Aim: Write out only the tail of the records, beginning at the line containing "the green neon" and including the last line, exactly as written.

(Items listed in a dataset)
============

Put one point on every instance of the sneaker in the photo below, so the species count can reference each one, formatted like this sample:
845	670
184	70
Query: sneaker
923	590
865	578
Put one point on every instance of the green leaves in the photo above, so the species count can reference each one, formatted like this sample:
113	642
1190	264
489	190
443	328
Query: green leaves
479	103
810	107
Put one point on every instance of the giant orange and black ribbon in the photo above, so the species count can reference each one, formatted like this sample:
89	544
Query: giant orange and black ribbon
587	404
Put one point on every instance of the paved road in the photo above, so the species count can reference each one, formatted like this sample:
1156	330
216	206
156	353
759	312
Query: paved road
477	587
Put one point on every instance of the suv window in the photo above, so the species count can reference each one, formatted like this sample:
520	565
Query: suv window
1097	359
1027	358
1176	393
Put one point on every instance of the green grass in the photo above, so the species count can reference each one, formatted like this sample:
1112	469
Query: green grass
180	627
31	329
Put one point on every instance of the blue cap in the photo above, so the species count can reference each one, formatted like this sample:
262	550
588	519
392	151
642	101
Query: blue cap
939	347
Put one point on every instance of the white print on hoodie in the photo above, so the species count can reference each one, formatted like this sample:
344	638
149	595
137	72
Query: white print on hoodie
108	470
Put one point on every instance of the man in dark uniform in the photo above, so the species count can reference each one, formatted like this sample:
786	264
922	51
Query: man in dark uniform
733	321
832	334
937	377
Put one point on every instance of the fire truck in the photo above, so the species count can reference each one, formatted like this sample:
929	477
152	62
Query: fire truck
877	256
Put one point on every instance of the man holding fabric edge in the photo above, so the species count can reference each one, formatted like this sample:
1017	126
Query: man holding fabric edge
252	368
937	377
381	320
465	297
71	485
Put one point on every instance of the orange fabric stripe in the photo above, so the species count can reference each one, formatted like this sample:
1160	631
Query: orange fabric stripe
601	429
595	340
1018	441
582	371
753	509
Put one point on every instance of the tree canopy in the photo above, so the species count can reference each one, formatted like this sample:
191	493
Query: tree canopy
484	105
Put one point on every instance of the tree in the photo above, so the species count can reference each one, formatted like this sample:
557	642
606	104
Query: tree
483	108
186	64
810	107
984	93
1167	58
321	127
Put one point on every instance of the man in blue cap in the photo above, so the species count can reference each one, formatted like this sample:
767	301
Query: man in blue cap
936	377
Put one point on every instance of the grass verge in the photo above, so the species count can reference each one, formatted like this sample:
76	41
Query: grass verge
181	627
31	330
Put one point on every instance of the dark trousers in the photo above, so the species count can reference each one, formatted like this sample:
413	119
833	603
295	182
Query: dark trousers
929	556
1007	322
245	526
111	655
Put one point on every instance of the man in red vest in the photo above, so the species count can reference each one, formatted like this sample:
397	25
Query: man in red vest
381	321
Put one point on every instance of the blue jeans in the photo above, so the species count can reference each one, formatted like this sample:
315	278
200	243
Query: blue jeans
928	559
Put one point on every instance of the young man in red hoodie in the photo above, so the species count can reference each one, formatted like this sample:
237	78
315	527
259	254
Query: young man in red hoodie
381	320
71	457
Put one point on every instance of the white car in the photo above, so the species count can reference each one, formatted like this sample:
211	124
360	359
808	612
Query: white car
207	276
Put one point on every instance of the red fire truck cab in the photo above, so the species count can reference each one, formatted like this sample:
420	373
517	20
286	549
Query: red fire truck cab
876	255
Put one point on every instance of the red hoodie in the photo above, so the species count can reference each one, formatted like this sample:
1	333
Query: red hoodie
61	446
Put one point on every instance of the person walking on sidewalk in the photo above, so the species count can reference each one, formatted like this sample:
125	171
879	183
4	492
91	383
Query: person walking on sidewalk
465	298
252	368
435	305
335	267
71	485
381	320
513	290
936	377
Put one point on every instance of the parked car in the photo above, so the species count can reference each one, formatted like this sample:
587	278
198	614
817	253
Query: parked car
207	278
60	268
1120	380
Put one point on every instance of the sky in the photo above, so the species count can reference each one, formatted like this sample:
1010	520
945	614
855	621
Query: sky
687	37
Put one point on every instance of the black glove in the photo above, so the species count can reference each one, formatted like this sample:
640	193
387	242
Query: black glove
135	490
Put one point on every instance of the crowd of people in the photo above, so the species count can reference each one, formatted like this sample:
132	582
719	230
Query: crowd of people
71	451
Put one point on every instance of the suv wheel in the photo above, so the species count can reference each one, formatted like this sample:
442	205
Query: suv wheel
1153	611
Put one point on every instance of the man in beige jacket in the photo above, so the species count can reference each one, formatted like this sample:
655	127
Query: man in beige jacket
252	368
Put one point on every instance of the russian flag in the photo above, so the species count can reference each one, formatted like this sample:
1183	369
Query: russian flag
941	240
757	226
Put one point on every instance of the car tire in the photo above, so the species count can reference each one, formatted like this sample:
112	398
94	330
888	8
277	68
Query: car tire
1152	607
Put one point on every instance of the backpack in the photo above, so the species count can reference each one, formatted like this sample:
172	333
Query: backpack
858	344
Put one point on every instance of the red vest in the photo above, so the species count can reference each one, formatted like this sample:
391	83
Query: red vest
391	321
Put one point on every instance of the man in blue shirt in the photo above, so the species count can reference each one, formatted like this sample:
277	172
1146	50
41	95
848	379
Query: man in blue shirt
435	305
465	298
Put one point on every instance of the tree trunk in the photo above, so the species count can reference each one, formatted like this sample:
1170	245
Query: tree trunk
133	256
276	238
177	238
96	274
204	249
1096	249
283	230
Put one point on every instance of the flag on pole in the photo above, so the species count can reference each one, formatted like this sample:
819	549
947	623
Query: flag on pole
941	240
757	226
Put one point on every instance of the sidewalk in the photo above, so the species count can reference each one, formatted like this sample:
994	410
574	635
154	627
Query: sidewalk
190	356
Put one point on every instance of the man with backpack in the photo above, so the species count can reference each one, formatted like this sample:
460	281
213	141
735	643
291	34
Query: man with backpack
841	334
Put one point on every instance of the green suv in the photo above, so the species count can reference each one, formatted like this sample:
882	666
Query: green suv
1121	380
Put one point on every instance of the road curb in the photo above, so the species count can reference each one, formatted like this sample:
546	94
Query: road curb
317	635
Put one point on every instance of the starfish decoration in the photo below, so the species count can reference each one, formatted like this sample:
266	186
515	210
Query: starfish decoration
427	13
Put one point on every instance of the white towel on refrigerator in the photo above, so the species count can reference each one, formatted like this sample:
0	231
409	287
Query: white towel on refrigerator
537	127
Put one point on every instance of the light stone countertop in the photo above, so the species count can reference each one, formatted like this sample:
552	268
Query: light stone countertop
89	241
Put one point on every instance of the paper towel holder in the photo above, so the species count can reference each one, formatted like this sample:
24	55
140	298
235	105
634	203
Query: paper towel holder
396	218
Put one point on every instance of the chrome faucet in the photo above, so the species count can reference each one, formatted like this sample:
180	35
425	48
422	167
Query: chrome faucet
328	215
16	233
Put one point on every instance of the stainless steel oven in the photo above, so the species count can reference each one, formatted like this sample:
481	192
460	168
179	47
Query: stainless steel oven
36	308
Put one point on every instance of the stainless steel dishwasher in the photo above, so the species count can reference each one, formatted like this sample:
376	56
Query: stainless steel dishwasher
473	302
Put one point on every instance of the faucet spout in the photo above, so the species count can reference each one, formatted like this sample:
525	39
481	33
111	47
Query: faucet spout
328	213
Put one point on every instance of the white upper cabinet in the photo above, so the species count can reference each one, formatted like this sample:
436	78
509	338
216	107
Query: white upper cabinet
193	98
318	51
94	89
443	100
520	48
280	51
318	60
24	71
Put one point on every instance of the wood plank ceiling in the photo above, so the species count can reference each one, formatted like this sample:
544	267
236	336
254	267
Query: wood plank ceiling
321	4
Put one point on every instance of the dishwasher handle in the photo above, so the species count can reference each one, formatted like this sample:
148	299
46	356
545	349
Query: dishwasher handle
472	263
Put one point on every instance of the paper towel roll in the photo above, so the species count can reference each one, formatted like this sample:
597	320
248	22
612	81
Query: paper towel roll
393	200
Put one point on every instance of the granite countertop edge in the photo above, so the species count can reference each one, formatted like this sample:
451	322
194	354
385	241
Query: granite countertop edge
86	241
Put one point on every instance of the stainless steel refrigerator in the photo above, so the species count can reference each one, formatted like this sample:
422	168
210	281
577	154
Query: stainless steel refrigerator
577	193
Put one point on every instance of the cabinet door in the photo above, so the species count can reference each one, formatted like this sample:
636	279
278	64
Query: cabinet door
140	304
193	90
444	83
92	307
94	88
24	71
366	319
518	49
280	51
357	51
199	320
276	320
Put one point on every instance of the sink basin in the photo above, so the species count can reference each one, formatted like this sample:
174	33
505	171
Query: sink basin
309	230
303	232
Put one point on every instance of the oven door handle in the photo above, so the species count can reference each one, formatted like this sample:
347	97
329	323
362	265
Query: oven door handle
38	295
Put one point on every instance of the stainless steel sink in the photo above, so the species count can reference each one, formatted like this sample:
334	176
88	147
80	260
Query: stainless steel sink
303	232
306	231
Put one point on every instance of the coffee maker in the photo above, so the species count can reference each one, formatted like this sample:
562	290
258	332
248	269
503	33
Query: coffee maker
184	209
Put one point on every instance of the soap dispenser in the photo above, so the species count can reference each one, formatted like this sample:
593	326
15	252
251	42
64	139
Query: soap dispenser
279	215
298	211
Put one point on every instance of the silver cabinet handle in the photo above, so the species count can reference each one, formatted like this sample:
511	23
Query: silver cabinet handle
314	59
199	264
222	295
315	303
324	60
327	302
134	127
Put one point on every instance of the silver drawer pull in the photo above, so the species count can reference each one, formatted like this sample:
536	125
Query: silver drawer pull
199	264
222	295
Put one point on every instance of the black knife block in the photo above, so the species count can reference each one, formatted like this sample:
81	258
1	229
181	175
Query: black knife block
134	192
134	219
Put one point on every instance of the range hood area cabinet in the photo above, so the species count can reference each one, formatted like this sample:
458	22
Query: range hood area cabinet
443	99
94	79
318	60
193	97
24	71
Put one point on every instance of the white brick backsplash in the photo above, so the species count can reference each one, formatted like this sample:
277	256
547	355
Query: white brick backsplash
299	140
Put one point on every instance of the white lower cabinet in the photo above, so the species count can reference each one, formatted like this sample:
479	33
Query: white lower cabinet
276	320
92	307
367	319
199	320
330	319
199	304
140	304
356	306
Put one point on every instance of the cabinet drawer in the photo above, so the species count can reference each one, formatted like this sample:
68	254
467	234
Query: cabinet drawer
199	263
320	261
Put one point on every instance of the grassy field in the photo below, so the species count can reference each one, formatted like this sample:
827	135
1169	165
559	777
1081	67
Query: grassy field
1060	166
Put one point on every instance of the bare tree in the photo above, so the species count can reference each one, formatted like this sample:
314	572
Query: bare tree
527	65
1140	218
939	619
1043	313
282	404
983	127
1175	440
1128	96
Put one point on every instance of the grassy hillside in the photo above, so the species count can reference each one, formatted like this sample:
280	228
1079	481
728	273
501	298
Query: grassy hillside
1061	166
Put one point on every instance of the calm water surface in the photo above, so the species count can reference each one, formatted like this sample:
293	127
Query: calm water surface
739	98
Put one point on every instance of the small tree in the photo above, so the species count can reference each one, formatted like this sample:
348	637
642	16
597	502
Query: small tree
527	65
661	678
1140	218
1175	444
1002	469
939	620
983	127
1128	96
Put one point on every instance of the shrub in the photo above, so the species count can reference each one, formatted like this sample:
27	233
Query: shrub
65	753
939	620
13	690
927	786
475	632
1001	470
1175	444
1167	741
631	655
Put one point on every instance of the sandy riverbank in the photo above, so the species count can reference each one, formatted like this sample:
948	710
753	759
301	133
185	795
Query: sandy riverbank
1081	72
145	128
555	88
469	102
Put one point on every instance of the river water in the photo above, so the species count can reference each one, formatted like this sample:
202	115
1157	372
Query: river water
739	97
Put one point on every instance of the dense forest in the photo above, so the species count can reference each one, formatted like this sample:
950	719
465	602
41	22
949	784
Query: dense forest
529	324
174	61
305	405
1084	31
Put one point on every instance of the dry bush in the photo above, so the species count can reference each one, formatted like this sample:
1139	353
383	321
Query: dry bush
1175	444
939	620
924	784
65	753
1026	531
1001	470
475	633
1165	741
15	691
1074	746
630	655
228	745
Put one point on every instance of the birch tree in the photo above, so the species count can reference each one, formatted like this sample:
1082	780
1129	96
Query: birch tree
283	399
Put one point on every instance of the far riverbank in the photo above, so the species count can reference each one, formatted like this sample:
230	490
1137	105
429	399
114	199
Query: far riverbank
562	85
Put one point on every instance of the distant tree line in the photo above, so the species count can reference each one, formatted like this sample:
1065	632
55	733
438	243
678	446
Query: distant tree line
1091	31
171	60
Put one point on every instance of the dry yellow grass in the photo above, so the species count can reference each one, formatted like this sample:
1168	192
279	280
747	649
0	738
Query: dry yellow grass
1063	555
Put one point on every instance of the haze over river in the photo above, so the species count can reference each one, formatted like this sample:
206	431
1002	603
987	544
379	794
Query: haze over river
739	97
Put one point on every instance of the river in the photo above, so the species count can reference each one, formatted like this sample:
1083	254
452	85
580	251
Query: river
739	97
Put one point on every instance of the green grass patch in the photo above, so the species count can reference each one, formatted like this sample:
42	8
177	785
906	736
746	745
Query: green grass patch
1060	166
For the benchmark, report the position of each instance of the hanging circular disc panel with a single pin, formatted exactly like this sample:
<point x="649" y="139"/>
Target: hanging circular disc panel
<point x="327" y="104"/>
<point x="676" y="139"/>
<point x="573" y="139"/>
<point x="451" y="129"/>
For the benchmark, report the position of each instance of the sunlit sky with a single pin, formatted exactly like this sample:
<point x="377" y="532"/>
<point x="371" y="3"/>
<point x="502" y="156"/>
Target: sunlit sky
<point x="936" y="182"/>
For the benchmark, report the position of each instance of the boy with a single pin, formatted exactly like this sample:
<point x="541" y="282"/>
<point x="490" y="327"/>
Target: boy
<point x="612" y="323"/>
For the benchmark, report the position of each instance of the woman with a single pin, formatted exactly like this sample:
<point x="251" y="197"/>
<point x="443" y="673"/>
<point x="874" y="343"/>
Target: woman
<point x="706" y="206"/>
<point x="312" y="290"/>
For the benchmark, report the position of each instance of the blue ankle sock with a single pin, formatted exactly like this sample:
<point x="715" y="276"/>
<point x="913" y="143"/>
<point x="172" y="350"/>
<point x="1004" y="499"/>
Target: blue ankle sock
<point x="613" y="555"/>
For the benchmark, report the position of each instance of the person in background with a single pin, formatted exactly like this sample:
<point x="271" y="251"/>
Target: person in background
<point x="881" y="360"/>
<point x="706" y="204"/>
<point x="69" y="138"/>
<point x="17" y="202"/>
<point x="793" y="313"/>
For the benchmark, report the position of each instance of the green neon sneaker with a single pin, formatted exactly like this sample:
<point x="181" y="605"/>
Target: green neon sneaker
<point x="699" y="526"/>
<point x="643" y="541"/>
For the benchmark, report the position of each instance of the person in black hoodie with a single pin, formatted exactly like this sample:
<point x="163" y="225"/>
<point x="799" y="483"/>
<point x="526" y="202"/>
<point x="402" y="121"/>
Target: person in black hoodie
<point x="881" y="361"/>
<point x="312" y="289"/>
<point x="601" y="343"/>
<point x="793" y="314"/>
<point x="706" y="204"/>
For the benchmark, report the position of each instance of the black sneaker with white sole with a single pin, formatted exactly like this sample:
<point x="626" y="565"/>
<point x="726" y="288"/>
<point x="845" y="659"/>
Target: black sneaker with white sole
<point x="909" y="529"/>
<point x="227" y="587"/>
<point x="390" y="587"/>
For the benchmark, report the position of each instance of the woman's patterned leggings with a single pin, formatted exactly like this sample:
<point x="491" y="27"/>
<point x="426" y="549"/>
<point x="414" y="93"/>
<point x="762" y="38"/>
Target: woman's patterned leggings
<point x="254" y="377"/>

============

Response to the task:
For the benchmark, report the position of each instance of the green neon sneaker with a single pin, formatted exactly like this sample:
<point x="181" y="605"/>
Target: green neon sneaker
<point x="699" y="526"/>
<point x="643" y="541"/>
For the benchmark, report the position of each instance of the person in black hoodie with a single pin, formatted exactly like this sample:
<point x="163" y="225"/>
<point x="799" y="483"/>
<point x="526" y="202"/>
<point x="402" y="121"/>
Target: person in black hoodie
<point x="881" y="361"/>
<point x="312" y="289"/>
<point x="601" y="343"/>
<point x="793" y="314"/>
<point x="706" y="204"/>
For the benchmark, report the position of each instance of the black sneaker with white sole with a single pin, formatted exactly like this sample:
<point x="626" y="565"/>
<point x="726" y="288"/>
<point x="845" y="659"/>
Target: black sneaker with white sole
<point x="909" y="529"/>
<point x="227" y="587"/>
<point x="390" y="587"/>
For the benchmark, report the position of each instance of the woman's patterned leggings with a single pin, formatted exactly like this sample:
<point x="491" y="27"/>
<point x="426" y="549"/>
<point x="414" y="93"/>
<point x="762" y="38"/>
Target: woman's patterned leggings
<point x="254" y="377"/>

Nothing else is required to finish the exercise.